=== Text provided ===
....................

In particular, the \FW\ toplevel used as an intermediate step between
\Coq\ and ML has been withdrawn. It is also not possible
any more to import ML objects in this \FW\ toplevel.
The current mechanism also differs from
the one in previous versions of \Coq: there is no more
an explicit toplevel for the language (formerly called \textsc{Fml}).
\asection{Generating ML code}
\comindex{Extraction}
\comindex{Recursive Extraction}
\comindex{Separate Extraction}
\comindex{Extraction Library}
\comindex{Recursive Extraction Library}
The next two commands are meant to be used for rapid preview of
extraction. They both display extracted term(s) inside \Coq.
\begin{description}
\item {\tt Extraction \qualid.} ~\par
Extracts one constant or module in the \Coq\ toplevel.
\item {\tt Recursive Extraction \qualid$_1$ \dots\ \qualid$_n$.} ~\par
Recursive extraction of all the globals (or modules) \qualid$_1$ \dots\
\qualid$_n$ and all their dependencies in the \Coq\ toplevel.
\end{description}
%% TODO error messages
All the following commands produce real ML files. User can choose to produce
one monolithic file or one file per \Coq\ library.
\begin{description}
\item {\tt Extraction "{\em file}"}
\qualid$_1$ \dots\ \qualid$_n$. ~\par
Recursive extraction of all the globals (or modules) \qualid$_1$ \dots\
\qualid$_n$ and all their dependencies in one monolithic file {\em file}.
Global and local identifiers are renamed according to the chosen ML
language to fulfill its syntactic conventions, keeping original
names as much as possible.
\item {\tt Extraction Library} \ident. ~\par
Extraction of the whole \Coq\ library {\tt\ident.v} to an ML module
{\tt\ident.ml}. In case of name clash, identifiers are here renamed
using prefixes \verb!coq_! or \verb!Coq_! to ensure a
session-independent renaming.
\item {\tt Recursive Extraction Library} \ident. ~\par
Extraction of the \Coq\ library {\tt\ident.v} and all other modules
{\tt\ident.v} depends on.
\item {\tt Separate Extraction}
\qualid$_1$ \dots\ \qualid$_n$. ~\par
Recursive extraction of all the globals (or modules) \qualid$_1$ \dots\
\qualid$_n$ and all their dependencies, just as {\tt
Extraction "{\em file}"}, but instead of producing one monolithic
file, this command splits the produced code in separate ML files, one per
corresponding Coq {\tt .v} file. This command is hence quite similar
to {\tt Recursive Extraction Library}, except that only the needed
parts of Coq libraries are extracted instead of the whole. The
naming convention in case of name clash is the same one as
{\tt Extraction Library} : identifiers are here renamed
using prefixes \verb!coq_! or \verb!Coq_!.
\end{description}
The list of globals \qualid$_i$ does not need to be
exhaustive: it is automatically completed into a complete and minimal
environment.

....................

Rows from a pointing dataset
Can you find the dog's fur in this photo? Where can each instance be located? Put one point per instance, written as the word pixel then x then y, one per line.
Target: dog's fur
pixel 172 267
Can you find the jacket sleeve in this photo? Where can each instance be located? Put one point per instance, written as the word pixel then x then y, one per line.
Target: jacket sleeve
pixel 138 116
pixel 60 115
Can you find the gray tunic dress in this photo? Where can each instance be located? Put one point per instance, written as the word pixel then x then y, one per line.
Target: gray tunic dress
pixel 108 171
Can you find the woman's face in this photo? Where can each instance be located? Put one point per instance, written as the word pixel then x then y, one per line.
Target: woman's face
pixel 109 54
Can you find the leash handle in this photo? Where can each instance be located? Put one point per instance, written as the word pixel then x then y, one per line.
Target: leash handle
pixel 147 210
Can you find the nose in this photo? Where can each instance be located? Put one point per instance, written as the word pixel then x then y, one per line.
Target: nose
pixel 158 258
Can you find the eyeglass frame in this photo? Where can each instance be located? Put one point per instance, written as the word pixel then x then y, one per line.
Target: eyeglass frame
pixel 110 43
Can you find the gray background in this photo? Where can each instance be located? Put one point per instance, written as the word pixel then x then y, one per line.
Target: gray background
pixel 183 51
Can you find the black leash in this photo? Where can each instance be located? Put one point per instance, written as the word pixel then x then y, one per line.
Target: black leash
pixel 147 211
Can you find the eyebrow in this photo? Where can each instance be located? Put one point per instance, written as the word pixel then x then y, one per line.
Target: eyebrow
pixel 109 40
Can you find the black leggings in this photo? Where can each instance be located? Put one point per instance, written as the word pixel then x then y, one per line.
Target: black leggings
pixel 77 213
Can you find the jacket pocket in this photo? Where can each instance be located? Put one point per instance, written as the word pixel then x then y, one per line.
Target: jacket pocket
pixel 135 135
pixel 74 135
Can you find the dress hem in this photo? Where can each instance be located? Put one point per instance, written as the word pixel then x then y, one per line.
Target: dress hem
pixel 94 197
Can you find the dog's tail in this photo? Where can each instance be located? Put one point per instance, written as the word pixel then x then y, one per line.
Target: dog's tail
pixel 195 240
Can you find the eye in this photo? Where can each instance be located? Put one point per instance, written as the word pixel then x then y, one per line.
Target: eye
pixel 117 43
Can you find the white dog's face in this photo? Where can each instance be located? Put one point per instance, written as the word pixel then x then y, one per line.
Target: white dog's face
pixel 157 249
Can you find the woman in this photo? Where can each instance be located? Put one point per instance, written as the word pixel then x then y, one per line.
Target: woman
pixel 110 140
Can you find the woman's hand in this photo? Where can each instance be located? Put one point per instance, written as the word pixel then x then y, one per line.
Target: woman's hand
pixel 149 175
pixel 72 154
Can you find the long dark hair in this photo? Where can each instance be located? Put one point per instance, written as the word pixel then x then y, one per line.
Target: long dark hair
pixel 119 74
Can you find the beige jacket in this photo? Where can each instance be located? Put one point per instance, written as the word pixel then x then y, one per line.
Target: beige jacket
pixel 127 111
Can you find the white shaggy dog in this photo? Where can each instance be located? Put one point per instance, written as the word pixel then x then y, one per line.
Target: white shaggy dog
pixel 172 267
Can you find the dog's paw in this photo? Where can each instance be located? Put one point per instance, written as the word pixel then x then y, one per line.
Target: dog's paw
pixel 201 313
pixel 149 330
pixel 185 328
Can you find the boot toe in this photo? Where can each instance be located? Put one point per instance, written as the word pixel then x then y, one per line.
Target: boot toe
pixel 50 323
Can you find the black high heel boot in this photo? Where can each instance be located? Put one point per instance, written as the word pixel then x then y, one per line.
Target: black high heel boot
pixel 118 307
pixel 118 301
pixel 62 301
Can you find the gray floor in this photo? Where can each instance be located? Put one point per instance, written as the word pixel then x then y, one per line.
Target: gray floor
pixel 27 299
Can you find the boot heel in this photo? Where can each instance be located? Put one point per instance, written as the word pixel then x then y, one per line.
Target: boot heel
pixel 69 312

....................

=== What you will do ===
1 - Name every command that has a \comindex entry in the extraction text.
2 - Decide whether each statement agrees with the extraction text, answering yes or no and quoting the words that settle it: (a) Extraction and Recursive Extraction produce real ML files. (b) Extraction Library renames clashing identifiers with the prefixes coq_ or Coq_. (c) The list of globals given to these commands must be exhaustive.
3 - Copy out the extraction text from "Global and local" down to "session-independent renaming.".
These data come from a separate source.

=== Answers to the exercises ===
1 - Extraction, Recursive Extraction, Separate Extraction, Extraction Library, Recursive Extraction Library

2 -
(a) No: "They both display extracted term(s) inside \Coq."
(b) Yes: "In case of name clash, identifiers are here renamed using prefixes \verb!coq_! or \verb!Coq_! to ensure a session-independent renaming."
(c) No: "The list of globals \qualid$_i$ does not need to be exhaustive"

3 -
Global and local identifiers are renamed according to the chosen ML
language to fulfill its syntactic conventions, keeping original
names as much as possible.
\item {\tt Extraction Library} \ident. ~\par
Extraction of the whole \Coq\ library {\tt\ident.v} to an ML module
{\tt\ident.ml}. In case of name clash, identifiers are here renamed
using prefixes \verb!coq_! or \verb!Coq_! to ensure a
session-independent renaming.